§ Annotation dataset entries
☆ ☆ ☆ ☆

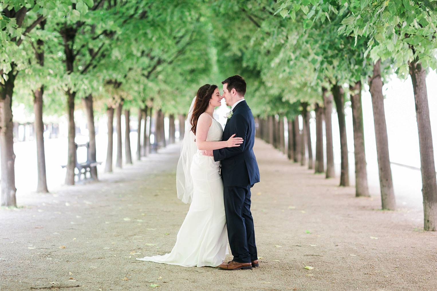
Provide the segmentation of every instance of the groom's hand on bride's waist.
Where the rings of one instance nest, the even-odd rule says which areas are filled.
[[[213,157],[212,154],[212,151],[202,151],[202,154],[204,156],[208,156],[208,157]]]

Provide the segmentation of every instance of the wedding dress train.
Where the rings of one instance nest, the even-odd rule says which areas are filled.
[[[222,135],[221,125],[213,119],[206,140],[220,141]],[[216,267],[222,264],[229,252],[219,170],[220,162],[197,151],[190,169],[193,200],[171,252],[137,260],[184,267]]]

☆ ☆ ☆ ☆

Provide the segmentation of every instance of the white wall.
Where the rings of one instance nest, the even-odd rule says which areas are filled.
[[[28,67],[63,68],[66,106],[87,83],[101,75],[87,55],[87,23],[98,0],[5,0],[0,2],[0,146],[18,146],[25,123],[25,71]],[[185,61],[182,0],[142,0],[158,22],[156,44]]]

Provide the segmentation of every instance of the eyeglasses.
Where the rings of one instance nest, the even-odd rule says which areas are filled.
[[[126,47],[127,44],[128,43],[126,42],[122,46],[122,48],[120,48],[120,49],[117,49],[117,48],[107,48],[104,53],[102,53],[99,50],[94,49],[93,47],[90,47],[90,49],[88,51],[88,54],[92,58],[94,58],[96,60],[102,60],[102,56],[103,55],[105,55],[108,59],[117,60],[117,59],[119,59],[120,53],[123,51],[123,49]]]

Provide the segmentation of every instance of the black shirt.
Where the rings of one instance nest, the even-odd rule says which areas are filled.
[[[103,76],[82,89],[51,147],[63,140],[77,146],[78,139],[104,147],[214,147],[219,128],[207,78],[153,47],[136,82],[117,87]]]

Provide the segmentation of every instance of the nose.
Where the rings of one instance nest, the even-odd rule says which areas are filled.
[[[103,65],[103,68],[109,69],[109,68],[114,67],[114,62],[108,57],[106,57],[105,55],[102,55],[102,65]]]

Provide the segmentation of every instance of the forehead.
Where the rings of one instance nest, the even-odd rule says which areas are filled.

☆ ☆ ☆ ☆

§ To be done
Select each line from the two blocks above that contains the word "every", and copy those lines out unchanged.

§ Output for this exercise
Provide the segmentation of every instance of the groom's hand on bride's waist.
Provide the segmentation of every instance of the wedding dress train.
Provide the segmentation of every instance of the white wall.
Provide the segmentation of every instance of the eyeglasses.
Provide the segmentation of every instance of the black shirt.
Provide the segmentation of every instance of the nose.
Provide the segmentation of every instance of the forehead.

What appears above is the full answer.